▶ **Task to complete**
Reproduce the following material exactly, including every line.

#####

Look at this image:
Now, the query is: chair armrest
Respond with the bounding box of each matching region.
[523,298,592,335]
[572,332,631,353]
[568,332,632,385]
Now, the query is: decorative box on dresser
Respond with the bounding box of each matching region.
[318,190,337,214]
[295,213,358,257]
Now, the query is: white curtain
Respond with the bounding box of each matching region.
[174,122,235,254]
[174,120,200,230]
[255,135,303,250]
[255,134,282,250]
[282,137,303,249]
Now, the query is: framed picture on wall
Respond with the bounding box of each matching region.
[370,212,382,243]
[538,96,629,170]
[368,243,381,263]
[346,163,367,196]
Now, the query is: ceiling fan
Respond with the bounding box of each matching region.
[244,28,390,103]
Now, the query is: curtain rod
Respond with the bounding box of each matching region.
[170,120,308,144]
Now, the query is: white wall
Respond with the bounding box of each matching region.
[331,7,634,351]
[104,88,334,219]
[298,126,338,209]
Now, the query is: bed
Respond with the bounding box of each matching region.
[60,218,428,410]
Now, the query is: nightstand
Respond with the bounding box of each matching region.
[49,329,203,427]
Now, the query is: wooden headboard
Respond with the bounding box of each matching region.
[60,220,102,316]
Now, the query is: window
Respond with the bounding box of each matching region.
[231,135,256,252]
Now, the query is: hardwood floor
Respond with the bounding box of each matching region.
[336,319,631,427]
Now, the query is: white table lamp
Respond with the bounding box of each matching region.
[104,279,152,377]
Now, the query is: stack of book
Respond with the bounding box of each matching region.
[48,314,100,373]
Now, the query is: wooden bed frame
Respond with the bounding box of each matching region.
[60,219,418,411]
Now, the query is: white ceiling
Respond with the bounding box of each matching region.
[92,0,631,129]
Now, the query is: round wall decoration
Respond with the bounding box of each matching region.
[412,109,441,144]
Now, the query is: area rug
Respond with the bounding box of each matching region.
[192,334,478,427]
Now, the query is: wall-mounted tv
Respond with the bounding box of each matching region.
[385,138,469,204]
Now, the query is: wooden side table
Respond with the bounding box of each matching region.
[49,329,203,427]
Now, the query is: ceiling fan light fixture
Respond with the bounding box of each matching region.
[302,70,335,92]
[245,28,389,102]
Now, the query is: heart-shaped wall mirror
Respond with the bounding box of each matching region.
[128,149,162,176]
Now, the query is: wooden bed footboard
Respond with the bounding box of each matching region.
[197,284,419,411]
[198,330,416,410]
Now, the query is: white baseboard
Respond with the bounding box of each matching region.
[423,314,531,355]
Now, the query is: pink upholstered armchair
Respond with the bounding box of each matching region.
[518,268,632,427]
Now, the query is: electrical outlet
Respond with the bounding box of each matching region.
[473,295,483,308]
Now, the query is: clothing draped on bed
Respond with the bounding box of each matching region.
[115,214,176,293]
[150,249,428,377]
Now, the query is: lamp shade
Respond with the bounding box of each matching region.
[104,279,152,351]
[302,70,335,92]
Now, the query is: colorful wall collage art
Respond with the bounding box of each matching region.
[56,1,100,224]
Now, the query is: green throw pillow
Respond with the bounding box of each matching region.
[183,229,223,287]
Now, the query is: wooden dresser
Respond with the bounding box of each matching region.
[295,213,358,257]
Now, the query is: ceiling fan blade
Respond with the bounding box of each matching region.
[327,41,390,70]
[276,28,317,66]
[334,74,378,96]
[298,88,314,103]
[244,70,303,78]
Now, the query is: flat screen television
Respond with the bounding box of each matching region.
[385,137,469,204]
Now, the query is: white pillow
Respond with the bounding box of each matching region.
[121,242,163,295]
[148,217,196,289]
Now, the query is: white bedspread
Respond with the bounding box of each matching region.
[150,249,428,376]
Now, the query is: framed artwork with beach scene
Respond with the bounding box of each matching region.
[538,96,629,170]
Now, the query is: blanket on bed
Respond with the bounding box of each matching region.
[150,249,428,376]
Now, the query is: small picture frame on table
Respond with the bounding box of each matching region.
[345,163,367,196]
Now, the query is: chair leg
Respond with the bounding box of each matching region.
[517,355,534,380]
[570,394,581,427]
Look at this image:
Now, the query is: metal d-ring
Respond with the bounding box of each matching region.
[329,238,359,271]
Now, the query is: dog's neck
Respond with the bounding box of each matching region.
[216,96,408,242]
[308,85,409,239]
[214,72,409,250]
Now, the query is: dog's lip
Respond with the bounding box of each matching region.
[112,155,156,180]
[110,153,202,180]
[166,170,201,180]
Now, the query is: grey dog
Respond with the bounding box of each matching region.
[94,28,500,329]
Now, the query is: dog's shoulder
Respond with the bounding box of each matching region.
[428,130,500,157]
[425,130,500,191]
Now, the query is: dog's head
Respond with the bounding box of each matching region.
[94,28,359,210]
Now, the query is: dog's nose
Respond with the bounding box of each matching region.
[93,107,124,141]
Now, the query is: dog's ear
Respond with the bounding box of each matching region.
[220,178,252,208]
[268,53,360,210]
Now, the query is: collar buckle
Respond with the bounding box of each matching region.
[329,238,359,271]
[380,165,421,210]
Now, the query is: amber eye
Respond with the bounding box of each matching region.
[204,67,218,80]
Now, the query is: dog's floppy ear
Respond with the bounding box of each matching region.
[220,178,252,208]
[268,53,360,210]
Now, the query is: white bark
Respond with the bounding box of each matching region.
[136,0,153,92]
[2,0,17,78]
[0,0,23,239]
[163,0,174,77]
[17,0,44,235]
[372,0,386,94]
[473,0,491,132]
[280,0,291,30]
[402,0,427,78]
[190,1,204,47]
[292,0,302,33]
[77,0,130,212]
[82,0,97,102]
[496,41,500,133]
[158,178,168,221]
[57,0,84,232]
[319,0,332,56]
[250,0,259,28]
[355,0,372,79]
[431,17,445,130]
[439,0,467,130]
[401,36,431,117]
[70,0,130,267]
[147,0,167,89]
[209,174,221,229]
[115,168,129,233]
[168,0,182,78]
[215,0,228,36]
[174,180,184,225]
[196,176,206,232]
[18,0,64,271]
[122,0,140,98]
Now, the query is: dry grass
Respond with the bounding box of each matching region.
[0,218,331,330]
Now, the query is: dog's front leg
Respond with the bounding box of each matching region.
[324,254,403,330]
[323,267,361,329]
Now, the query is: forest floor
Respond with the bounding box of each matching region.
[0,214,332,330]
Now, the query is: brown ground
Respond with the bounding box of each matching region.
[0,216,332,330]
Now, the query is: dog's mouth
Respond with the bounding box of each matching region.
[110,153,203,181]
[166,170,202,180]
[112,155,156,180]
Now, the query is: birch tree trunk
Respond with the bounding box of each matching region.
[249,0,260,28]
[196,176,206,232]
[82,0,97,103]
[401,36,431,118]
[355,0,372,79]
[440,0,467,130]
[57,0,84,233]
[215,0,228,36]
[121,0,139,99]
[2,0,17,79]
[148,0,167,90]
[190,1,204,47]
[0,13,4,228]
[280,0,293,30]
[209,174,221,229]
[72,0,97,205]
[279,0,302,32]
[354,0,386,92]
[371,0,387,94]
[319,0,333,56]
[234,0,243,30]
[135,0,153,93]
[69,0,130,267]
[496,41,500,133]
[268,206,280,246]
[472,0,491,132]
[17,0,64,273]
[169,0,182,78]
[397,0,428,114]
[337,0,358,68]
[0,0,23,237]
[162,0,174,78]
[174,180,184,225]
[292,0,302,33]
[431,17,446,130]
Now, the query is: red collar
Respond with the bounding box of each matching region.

#####

▶ **Response to this task**
Look at this image:
Now, the query is: chair armrest
Respond with the bounding box of each matching region.
[523,298,592,335]
[572,332,631,353]
[568,332,632,385]
Now, the query is: decorative box on dresser
Respond with the bounding box of each matching region.
[318,190,337,214]
[295,213,358,257]
Now, the query is: white curtain
Respond with the bounding box of each matching region.
[174,122,235,254]
[174,120,200,230]
[255,135,303,250]
[255,134,282,250]
[282,137,303,249]
Now, the query is: framed picture on wall
Respond with the bounding box of each matching region.
[370,212,382,243]
[538,96,629,170]
[368,243,381,263]
[346,163,367,196]
Now, the query is: ceiling fan
Respond with the bounding box of each matching region.
[244,28,390,103]
Now, the query is: curtain rod
Respond with the bounding box of each matching region.
[170,120,308,144]
Now, the query is: white wall
Respond with the bounding box of each matching region.
[331,7,634,351]
[104,88,334,219]
[298,126,338,209]
Now, the query is: bed
Respond with the bounding box of each matching region.
[60,218,428,410]
Now, the query is: nightstand
Respond with the bounding box of each matching region.
[49,329,203,427]
Now, the query is: wooden headboard
Respond with the bounding box of each matching region.
[60,220,102,316]
Now, the query is: window
Respond with the bounding box of each matching region.
[231,135,256,252]
Now, the query is: hardwood floor
Respond with the bounding box of each matching region.
[336,319,631,427]
Now, the query is: white table lamp
Respond with the bounding box of each matching region.
[104,279,152,377]
Now, the query is: stack of book
Respond with the bounding box of each matching region.
[48,314,100,373]
Now, the query is: wooden bed frame
Respond with the bounding box of each matching region.
[60,219,418,411]
Now, the query is: white ceiling
Respond with the bounding box of each matching region.
[92,0,631,129]
Now, the query is: round wall decoration
Respond with the bounding box of each matching region.
[412,109,441,144]
Now, the query is: area rug
Respond with the bounding box of each matching region.
[192,334,478,427]
Now, the query is: wall-mounted tv
Respond with the bounding box of each matching region.
[385,138,469,204]
Now, the query is: wooden side table
Respond with the bounding box of each matching region.
[49,329,203,427]
Now, the query is: ceiling fan light fixture
Respond with the bounding box of each matching region.
[302,70,335,92]
[245,28,389,102]
Now, the query is: heart-shaped wall mirror
Respond with the bounding box of each matching region.
[128,149,162,176]
Now, the query is: wooden bed footboard
Respond with the bounding box of each matching region.
[197,284,419,411]
[198,330,416,410]
Now, the query is: white baseboard
Respond with the bounding box of each matching region.
[423,314,531,355]
Now, the query is: pink upholstered armchair
Respond with the bounding box of each matching region.
[518,268,632,427]
Now, the query is: electrical outlet
Respond with the bounding box of each matching region.
[473,295,483,308]
Now, the query is: clothing draped on bed
Respond with the bounding box of each matching region.
[115,214,176,293]
[150,249,428,377]
Now, the query is: lamp shade
Respond with the bounding box of each matching region.
[104,279,152,351]
[302,70,335,92]
Now, the query is: colorful wall collage art
Respond with the bounding box of each matching region.
[56,1,100,224]
Now, the query is: green throw pillow
Respond with the bounding box of each matching region.
[183,229,223,287]
Now, the query is: wooden dresser
Respond with the bounding box of each matching region.
[295,213,358,257]
Now, the query is: ceiling fan blade
Respond with the bounding box of each matching region.
[327,41,390,70]
[276,28,317,66]
[334,74,378,96]
[298,88,314,103]
[244,70,303,78]
Now, the query is: flat screen television
Respond with the bounding box of each matching region.
[385,137,469,204]
Now, the query is: white pillow
Respond with the bounding box of each matching region.
[121,242,163,295]
[148,217,196,289]
Now, the query is: white bedspread
Respond with the bounding box of each matching region.
[150,249,428,376]
Now, the query is: framed artwork with beach scene
Respond with the bounding box of each matching region.
[538,96,629,170]
Now, the query is: blanket on bed
Respond with the bounding box of each matching region.
[150,249,428,376]
Now, the query is: small picture frame on table
Respond with the bounding box of each matching region.
[345,163,367,196]
Now, the query is: chair leg
Respond with the bounding box of each matching region.
[517,355,534,380]
[570,394,581,427]
Look at this image:
Now, the query is: metal d-ring
Respond with the bounding box of each matching region.
[329,238,359,271]
Now, the query is: dog's neck
Respond with the bounding box of each matching region.
[216,96,408,242]
[308,85,409,239]
[214,72,409,250]
Now, the query is: dog's lip
Respond with the bounding box of each matching region.
[112,155,156,180]
[110,153,202,180]
[166,170,201,180]
Now, the query is: grey dog
Respond with the bounding box of each matching region.
[94,28,500,329]
Now, the query is: dog's shoulder
Respond with the bounding box of each matching region.
[428,130,500,157]
[425,130,500,191]
Now, the query is: dog's head
Respond with the bounding box of each matching region.
[94,28,359,210]
Now, the query is: dog's nose
Respond with the bounding box of each matching region.
[93,107,124,141]
Now, the query is: dog's ear
Respond with the bounding box of each matching region.
[220,178,252,208]
[268,53,360,210]
Now, the query is: collar buckle
Respond with the bounding box of each matching region.
[329,238,359,271]
[380,165,421,210]
Now, the query is: amber eye
Respond with the bounding box of each matching region.
[204,67,218,80]
Now, the query is: dog's floppy ear
Respond with the bounding box of each matching region.
[220,178,252,208]
[268,53,360,210]
Now, the query is: white bark
Respond with the bounding box of each matching region.
[136,0,153,92]
[2,0,17,78]
[0,0,23,239]
[163,0,174,77]
[17,0,44,235]
[372,0,386,94]
[473,0,491,132]
[280,0,291,30]
[402,0,427,78]
[190,1,204,47]
[292,0,302,33]
[77,0,130,212]
[82,0,97,102]
[496,41,500,133]
[158,178,168,221]
[57,0,84,232]
[319,0,332,56]
[250,0,259,28]
[355,0,372,79]
[431,17,445,130]
[439,0,467,130]
[401,36,431,117]
[70,0,130,267]
[147,0,167,89]
[209,174,221,229]
[115,168,129,233]
[168,0,182,78]
[215,0,228,36]
[174,180,184,225]
[196,176,206,232]
[18,0,64,271]
[122,0,140,98]
Now, the query is: dry grass
Respond with the bounding box of each matching region.
[0,218,331,330]
Now, the query is: dog's front leg
Respond with the bounding box of each matching region.
[324,254,403,330]
[323,267,361,329]
Now, the query is: forest floor
Respond with the bounding box of each matching region.
[0,214,332,330]
Now, the query is: brown ground
Respond with the bounding box of each matching region.
[0,216,332,330]
Now, the query is: dog's mouth
Respond with the bounding box of each matching region.
[110,153,203,181]
[166,170,202,180]
[112,155,156,180]
Now, the query is: birch tree trunk
Respond with the bounding box of each matching region.
[249,0,260,28]
[196,176,206,232]
[82,0,97,103]
[401,36,431,118]
[355,0,372,79]
[440,0,467,130]
[57,0,84,233]
[215,0,228,36]
[121,0,139,99]
[2,0,17,79]
[148,0,167,90]
[190,1,204,47]
[0,13,4,228]
[280,0,293,30]
[209,174,221,229]
[72,0,97,205]
[279,0,302,32]
[354,0,386,92]
[371,0,387,94]
[319,0,333,56]
[234,0,243,30]
[135,0,153,93]
[69,0,130,267]
[496,41,500,133]
[268,206,280,246]
[472,0,491,132]
[17,0,64,273]
[169,0,182,78]
[397,0,428,114]
[337,0,358,68]
[0,0,23,237]
[162,0,174,78]
[174,180,184,225]
[292,0,302,33]
[431,17,446,130]
Now, the query is: red collar
Respond with the bounding box of each matching region.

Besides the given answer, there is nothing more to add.